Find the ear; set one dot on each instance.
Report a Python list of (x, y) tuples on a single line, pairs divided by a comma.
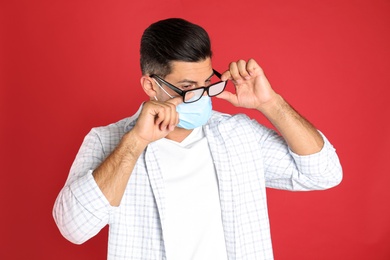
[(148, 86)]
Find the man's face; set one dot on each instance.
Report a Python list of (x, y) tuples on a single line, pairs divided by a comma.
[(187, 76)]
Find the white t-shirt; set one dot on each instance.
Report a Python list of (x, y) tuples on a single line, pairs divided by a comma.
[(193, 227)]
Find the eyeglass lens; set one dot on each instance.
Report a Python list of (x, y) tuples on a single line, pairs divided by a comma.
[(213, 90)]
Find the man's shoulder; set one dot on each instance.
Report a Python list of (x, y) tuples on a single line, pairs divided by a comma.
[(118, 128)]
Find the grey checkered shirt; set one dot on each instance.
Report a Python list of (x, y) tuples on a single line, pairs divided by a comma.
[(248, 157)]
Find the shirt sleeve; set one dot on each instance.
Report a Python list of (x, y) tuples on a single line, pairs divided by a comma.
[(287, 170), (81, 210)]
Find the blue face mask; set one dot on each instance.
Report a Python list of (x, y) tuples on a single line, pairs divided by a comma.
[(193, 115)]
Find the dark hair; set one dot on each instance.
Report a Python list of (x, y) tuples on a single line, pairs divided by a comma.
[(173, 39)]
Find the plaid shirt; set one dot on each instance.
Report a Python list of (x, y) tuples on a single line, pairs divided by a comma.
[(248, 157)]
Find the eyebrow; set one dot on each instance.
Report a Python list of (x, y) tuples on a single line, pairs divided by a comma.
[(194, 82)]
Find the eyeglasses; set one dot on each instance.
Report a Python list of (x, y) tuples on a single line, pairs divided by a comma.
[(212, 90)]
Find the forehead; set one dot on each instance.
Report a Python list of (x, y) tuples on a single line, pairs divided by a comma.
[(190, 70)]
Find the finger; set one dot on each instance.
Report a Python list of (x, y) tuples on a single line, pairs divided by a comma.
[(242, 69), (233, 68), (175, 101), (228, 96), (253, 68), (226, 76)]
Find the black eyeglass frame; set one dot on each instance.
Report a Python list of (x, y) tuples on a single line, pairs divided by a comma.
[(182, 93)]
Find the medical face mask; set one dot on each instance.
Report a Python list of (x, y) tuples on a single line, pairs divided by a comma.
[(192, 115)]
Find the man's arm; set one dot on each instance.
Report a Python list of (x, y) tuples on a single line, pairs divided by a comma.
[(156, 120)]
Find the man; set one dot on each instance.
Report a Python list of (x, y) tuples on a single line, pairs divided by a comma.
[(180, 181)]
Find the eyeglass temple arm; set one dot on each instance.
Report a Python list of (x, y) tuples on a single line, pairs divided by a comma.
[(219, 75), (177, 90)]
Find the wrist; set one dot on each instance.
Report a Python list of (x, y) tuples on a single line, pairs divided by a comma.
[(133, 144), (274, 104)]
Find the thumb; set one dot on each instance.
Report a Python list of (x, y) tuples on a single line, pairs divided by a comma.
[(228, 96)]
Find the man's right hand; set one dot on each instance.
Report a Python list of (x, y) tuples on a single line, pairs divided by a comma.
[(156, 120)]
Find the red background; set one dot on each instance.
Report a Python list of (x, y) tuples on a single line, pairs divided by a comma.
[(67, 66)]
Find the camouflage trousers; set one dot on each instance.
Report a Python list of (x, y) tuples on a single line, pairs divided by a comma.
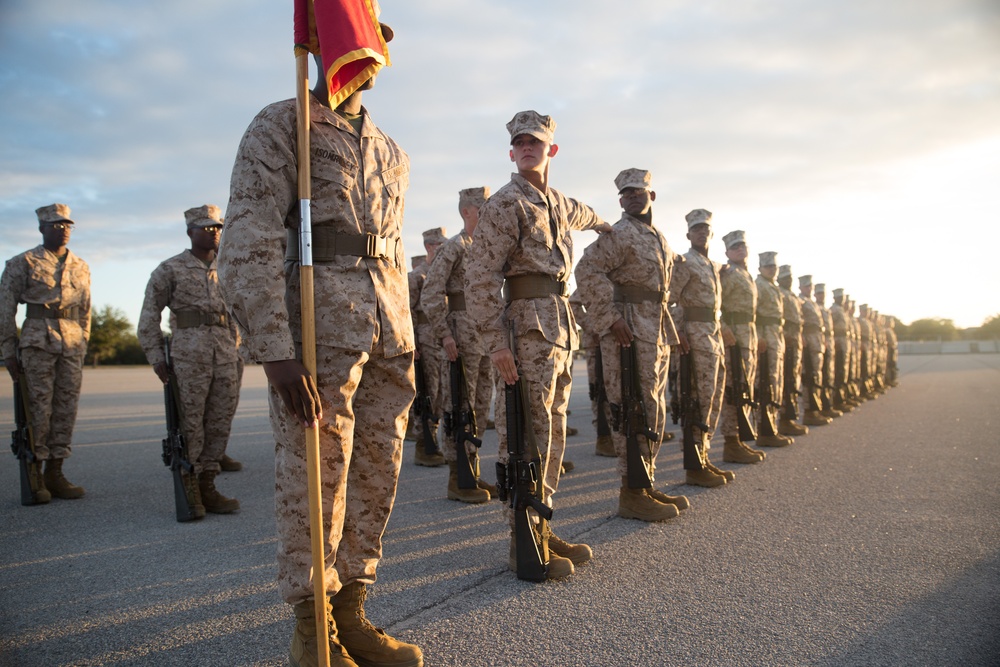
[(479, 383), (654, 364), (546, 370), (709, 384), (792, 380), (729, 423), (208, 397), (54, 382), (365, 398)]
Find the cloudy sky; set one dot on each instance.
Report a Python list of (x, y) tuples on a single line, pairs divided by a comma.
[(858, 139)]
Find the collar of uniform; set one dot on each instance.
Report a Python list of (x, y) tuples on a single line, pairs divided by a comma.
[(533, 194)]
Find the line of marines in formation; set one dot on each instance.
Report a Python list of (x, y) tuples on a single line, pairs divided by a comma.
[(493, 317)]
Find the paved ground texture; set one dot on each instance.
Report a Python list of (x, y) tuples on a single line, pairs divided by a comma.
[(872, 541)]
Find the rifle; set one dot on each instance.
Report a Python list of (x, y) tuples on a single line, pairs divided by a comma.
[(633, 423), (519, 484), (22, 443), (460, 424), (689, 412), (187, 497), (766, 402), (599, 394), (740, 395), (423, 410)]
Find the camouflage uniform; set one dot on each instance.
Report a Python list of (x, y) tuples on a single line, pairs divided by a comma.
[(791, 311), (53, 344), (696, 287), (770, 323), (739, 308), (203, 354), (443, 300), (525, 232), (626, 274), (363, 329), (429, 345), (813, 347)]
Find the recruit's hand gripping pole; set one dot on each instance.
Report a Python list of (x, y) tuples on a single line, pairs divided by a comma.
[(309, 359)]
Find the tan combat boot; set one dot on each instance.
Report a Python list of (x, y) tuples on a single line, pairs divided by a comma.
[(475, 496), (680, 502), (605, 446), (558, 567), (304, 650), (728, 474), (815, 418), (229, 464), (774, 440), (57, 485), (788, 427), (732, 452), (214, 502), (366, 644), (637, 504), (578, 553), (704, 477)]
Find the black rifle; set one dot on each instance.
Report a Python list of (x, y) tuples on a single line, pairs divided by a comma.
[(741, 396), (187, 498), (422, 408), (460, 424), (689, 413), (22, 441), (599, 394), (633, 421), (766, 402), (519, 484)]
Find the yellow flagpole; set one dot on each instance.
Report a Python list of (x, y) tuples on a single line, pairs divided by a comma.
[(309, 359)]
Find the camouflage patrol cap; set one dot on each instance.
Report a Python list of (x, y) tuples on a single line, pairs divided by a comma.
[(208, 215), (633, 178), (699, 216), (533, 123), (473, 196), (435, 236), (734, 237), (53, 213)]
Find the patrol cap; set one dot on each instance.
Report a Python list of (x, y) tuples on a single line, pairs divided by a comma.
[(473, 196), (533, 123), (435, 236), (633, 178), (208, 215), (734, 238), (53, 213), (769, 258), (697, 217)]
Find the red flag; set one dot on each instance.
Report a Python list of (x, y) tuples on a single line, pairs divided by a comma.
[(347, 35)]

====

Problem description — Rewrite the whole listing, swapping "set one dot" for "place a single point" everywhere it occurs and leaving everything else unchanged. Leave out the pictures.

Response to the task —
Find the ear; place a single point on each instance.
Report a Python list of (x, y) tuples on a single line, pairs divided by a comma.
[(148, 86)]
Find the man's face; place a single point on each instance.
Report a Python list of (x, y) tuples on a single line, pairs divided by a comma.
[(187, 76)]
Find the white t-shirt; place a single point on each instance.
Report a Python list of (x, y) tuples on a single line, pairs divided by a comma.
[(193, 227)]
Find the eyeglass lens; place a single point on each instance.
Report a Python list of (x, y) tuples on a single line, pairs divided by a comma.
[(213, 90)]
Find the man's shoulder; place a single point on each instance.
Report a Python list of (x, y) tuples on a single line, pairs divided by a comma.
[(118, 128)]
Find the grey checkered shirt; place a single point on each instance.
Report a Python list of (x, y) tuples on a single line, pairs divided by a comma.
[(248, 157)]
Find the shirt sleeve; place a single point on each instance.
Report a Python list of (x, y) tuples on a single line, pairs divided by a comma.
[(287, 170), (81, 210)]
Find the blue face mask; place a single point on each instance.
Report a Python list of (x, y) tuples on a single line, pairs divided by a comma.
[(193, 115)]
Find the dark hair; place a single point on each instance.
Report a Python list of (x, y) tuples on a single line, pairs divided by a comma.
[(173, 39)]
Find the plaid shirt; place a single point on each instance.
Report a Python list of (x, y) tuples on a single line, pairs divided by a comma.
[(248, 157)]
Find the eyebrow; place a single point on each instance.
Report a Python list of (x, y) tuples on a single line, pairs divided by a comma.
[(194, 82)]
Find the eyeglasses; place a single point on each instance.
Report a Python list of (x, y) tuples on a single line, pairs divided by a comma.
[(212, 90)]
Find the forehead; place a single point on each instance.
Report a Python list of (x, y) tuples on a single line, pairs divided by a comma.
[(190, 70)]
Find the finger; place a single point on each instance.
Report a Python list of (x, y) tuples on a single line, pairs divided by a comma.
[(242, 69), (233, 68), (175, 101), (228, 96), (253, 68), (226, 76)]
Find the black eyeglass frame; place a single point on each instance.
Report a Python list of (x, y) tuples on a single line, pairs divided by a comma.
[(182, 93)]
Find the medical face mask; place a single point on each instance.
Report a Python list of (x, y) tuples on a single line, pairs divided by a comma.
[(192, 115)]
Find the man's arm; place a single point on each instance.
Report a Python list of (x, y) tuples on a single line, pairs divided by a comma.
[(156, 120)]
Find the man; place a single point on each instance.
Report a Python list of (x, y) tuples on a single line, pairs divided by a comma.
[(180, 181)]
Find the eyeglass temple arm; place a single point on each instance.
Report a Python list of (x, y) tuples on a single line, pairs divided by a comma.
[(219, 75), (177, 90)]
Find the wrist; place a single point on each instance.
Report a Python list of (x, y) tuples on a single line, pairs divided by a comma.
[(133, 144), (274, 104)]
Find the thumb; place a single point on each instance.
Report a Python list of (x, y) tuples on a single line, pairs divided by a comma.
[(228, 96)]
Find the man's right hand; place a single point on each instance.
Report a Python list of (x, y) tuples on a single line, pairs divided by a comma.
[(156, 120)]
Find the red background; place a single point on each instance.
Report a Python list of (x, y) tuples on a single line, pairs divided by a comma.
[(67, 66)]
Find the camouflage trousers; place a single point on each instance.
Report a Python list of (x, y) tuples on a single line, pairs divided by a comma.
[(479, 383), (654, 364), (546, 370), (709, 384), (792, 380), (729, 423), (208, 397), (54, 382), (365, 398)]
Find the cloudy sky; place a single point on each instance.
Report a Python list of (x, y) tuples on a single line, pairs divided by a comma.
[(858, 139)]
Find the collar of uniform; place a single point on each instance.
Report a Python list of (x, y) tuples on a single line, pairs divided by a comma.
[(533, 194)]
Find the line of marines in formation; place a single point on each instance.
Report a Python list of (x, y) tuples on a single line, pairs divided by a comma.
[(493, 317)]
Find the paved ground texture; place a single point on each instance.
Report a Python list of (x, y) tuples on a single line, pairs divided by a comma.
[(872, 541)]
Find the rifle; place a single point on each instance.
Report a Python list of (x, y) tuples on a single line, pairs divided by a comma.
[(633, 423), (519, 484), (22, 443), (460, 424), (689, 412), (187, 497), (766, 402), (599, 394), (740, 395), (423, 410)]
Find the camouflage uniform; place a single point on each instance.
Report a Python list of (x, y) tuples on a single line, pairs divided by a comma.
[(791, 311), (53, 344), (696, 287), (770, 323), (739, 308), (203, 354), (443, 300), (525, 232), (626, 274), (363, 329), (429, 345), (813, 347)]
Find the recruit's hand gripping pole; place a single point on each instance.
Report a Python list of (x, y) tuples on a single line, pairs divided by a comma.
[(309, 359)]
Find the tan combat boot; place a single point on each instance.
Report a Python list of (x, y) tuples on a single line, pairs divided by a comma.
[(475, 496), (680, 502), (605, 446), (558, 567), (304, 650), (728, 474), (815, 418), (229, 464), (774, 440), (57, 485), (788, 427), (732, 452), (214, 502), (366, 644), (637, 504), (578, 553), (704, 477)]
Find the black rifle; place a single point on each instance.
Report a Python list of (x, y) tuples on a single line, pairs divided by a comma.
[(741, 396), (187, 498), (422, 408), (460, 424), (689, 413), (22, 441), (599, 394), (633, 421), (766, 402), (519, 484)]
Find the yellow flagpole; place a single point on each instance.
Report a Python list of (x, y) tuples on a single line, pairs divided by a comma.
[(309, 359)]
Find the camouflage patrol cap; place a single point on each instance.
Report a Python list of (x, y) tuples on a single line, pairs divided by a comma.
[(208, 215), (633, 178), (699, 216), (533, 123), (473, 196), (435, 236), (734, 237), (53, 213)]
Find the patrol cap; place a single point on each instance.
Report a Python list of (x, y) tuples on a single line, pairs divided by a comma.
[(473, 196), (533, 123), (435, 236), (633, 178), (208, 215), (734, 238), (53, 213), (769, 258), (697, 217)]
Find the red flag; place a single point on each instance.
Report a Python list of (x, y) tuples on a single line, pairs divided by a comma.
[(347, 35)]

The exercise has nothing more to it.